Stored data entries
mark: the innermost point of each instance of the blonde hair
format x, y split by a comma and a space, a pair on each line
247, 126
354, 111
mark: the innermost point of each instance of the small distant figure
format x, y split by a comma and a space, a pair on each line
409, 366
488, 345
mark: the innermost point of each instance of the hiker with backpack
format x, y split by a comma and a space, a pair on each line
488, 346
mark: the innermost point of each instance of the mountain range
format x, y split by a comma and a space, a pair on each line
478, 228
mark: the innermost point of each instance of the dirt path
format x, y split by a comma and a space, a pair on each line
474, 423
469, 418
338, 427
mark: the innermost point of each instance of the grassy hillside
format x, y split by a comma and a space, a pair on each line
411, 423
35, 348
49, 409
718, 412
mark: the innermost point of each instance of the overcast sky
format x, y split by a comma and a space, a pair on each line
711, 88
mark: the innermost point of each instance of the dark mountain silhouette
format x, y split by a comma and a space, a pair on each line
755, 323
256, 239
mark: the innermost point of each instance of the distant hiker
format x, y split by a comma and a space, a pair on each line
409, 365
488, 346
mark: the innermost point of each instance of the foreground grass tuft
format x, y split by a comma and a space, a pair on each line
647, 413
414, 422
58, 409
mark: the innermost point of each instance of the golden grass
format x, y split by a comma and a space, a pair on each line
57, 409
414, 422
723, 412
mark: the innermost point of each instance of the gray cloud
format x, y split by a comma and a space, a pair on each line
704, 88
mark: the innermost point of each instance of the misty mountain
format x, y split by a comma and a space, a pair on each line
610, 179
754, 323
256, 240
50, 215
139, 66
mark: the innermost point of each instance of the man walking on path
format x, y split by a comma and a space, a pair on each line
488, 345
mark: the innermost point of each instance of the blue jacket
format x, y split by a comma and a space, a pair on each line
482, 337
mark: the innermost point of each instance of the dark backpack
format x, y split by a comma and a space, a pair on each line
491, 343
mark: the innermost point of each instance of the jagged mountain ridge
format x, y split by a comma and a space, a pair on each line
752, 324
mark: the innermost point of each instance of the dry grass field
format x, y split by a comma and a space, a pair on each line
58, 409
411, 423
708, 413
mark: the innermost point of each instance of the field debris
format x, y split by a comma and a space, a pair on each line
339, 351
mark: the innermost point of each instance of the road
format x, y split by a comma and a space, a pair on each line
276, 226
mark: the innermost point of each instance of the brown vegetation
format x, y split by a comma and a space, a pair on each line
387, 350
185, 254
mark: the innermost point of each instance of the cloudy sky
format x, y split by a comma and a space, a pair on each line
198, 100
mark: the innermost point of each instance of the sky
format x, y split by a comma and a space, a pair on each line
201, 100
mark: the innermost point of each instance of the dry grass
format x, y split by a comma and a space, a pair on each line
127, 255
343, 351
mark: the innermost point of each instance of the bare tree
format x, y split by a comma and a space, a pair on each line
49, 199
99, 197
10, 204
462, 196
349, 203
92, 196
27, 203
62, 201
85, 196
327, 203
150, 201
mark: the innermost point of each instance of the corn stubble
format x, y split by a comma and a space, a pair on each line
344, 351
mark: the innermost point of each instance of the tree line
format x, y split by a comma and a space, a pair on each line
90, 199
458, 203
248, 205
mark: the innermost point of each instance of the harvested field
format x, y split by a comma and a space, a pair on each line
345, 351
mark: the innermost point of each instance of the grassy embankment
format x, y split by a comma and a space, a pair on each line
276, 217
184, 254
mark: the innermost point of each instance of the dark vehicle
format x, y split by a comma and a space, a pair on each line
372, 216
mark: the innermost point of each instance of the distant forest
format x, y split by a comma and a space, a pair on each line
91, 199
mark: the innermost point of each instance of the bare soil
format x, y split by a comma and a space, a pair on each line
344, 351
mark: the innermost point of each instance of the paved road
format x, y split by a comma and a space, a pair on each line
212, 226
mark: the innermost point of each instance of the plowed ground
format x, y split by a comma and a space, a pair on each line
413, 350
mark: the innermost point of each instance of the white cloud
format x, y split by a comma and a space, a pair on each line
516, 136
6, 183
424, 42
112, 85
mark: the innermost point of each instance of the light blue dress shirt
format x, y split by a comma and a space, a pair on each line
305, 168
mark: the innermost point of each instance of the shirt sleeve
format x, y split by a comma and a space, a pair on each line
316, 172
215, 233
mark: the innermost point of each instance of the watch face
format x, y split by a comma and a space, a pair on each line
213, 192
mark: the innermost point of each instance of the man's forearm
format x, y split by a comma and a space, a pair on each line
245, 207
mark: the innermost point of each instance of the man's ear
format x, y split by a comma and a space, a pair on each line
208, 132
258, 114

Work required:
Please repeat the data above verbatim, all of it.

Reply to the task:
mark: the innermost point of each instance of the blonde hair
format x, y split by a comma and a space, a pair on each line
247, 126
354, 111
mark: the innermost point of each instance of the small distant figure
format x, y split by a comma and a space, a pair on each line
409, 366
488, 345
mark: the innermost point of each instance of the hiker with backpack
format x, y split by a comma and a space, a pair on each line
488, 346
mark: the innermost point of each instance of the mountain range
format x, y split by a comma and a space, a pair on each line
478, 228
mark: the innermost point of each instance of the dirt path
format x, y split by a comma and a space, a pair on each line
474, 423
469, 418
338, 427
mark: the innermost point of each instance of the grassy hillside
format x, y split by a comma and a space, a pair on each line
411, 423
35, 348
49, 409
718, 412
mark: the innermost point of each instance of the overcast sky
format x, y split by a comma and a space, a pair on each line
711, 88
mark: the innermost point of each instance of the dark mountain silhouette
format x, y split by a comma and a space, a pair on each line
755, 323
256, 239
mark: the innermost point of each instance of the distant hiker
format x, y split by a comma and a space, a pair on each line
409, 365
488, 346
mark: the innermost point of each instance of the foreground grass tuft
format x, y split by a comma and a space, a pair on each line
647, 413
414, 422
58, 409
mark: the innermost point of each instance of the golden grass
format x, y split by a comma and a space, a pair on each line
57, 409
414, 422
723, 412
mark: the innermost point of each instance of the gray cloud
format x, y split by a comma and a space, a pair on each line
704, 88
mark: the innermost point of each instance of the misty mountain
format x, y split by a comma and a space, a pair on each line
610, 179
754, 323
256, 240
50, 215
139, 66
mark: the innermost point of each instance of the man walking on path
format x, y split by a comma and a space, a pair on each line
488, 345
mark: the innermost point of each instance of the blue jacket
format x, y split by a comma and a space, a pair on each line
482, 337
mark: the innermost point of each instance of the dark backpack
format x, y split by a comma and a space, a pair on each line
491, 343
mark: the innermost point of each instance of the jagged mountain ridge
format x, y split by a comma and a space, a pair on each line
752, 324
mark: the innermost point of each instance of the dry grass field
format x, y split by a comma and a space, a pair on each line
58, 409
411, 423
708, 413
mark: the innermost point of each instance of the field debris
format x, y split by a comma and a space, a pair on each line
339, 351
mark: the innermost point of each instance of the road
format x, y split by a comma and a space, a pair on each line
276, 226
mark: the innermost point of each instance of the brown vegetation
format x, y split by a comma and a space, a pair on each line
387, 350
185, 254
mark: the innermost point of each instance of the cloudy sky
format x, y split by a comma and a space, a pair on each line
198, 100
mark: the innermost point of each instance of the sky
format x, y split by a comma and a space, a pair on each line
201, 100
mark: the innermost point of each instance of the dry grass
format x, y split by a comma and a space, a pair on each line
127, 255
343, 351
mark: the innermost point of each instance of the bare tree
format x, y split by a comma and a space, a pair on each line
49, 199
99, 197
10, 204
462, 196
349, 203
92, 196
27, 203
62, 201
85, 196
327, 203
150, 201
mark: the innermost point of each instance of the corn stubble
format x, y split by a comma and a space, a pair on each line
344, 351
mark: the innermost point of each instance of the tree line
format x, y split by a comma and a space, a pair on each line
90, 199
458, 203
248, 205
mark: the innermost point of each instance of the harvested field
format x, y split by a comma and a space, a pair on each line
345, 351
mark: the innermost point of each instance of the grassy embankment
format x, y split by a comma and a space, a pair on each line
276, 217
184, 254
mark: the innermost point of each instance of the dark vehicle
format x, y split by a comma and a space, a pair on each line
372, 216
mark: the innermost point of each instance of the distant forest
format x, y split by a comma and a space, a pair on each line
91, 199
mark: the innermost point of each instance of the bare soil
format x, y split by a comma and a space, a pair on each line
344, 351
mark: the innermost point of each instance of the paved road
format x, y split by a comma and a space, a pair on each line
212, 226
mark: the innermost point of each instance of the plowed ground
format x, y split by a comma and a space, a pair on each line
413, 350
mark: the innermost point of each instance of the white cloud
format x, y split by a comma and a space, a pair on each line
516, 136
6, 183
424, 42
112, 85
mark: the innermost point of each instance of the light blue dress shirt
format x, y split by a comma and a space, a pair on each line
305, 168
mark: the innermost point of each instance of the shirt sleeve
format x, y split by a comma and a space, a pair on each line
316, 172
215, 233
mark: the innermost point of each instance of the watch face
format x, y split by a comma and a space, a pair on each line
213, 192
mark: the innermost point of each instance of the man's forearm
format x, y split by a comma and a space, a pair on each line
245, 207
mark: the innermost point of each instance of the man's ear
format x, y split by a comma and a space, a pair on each line
208, 132
258, 114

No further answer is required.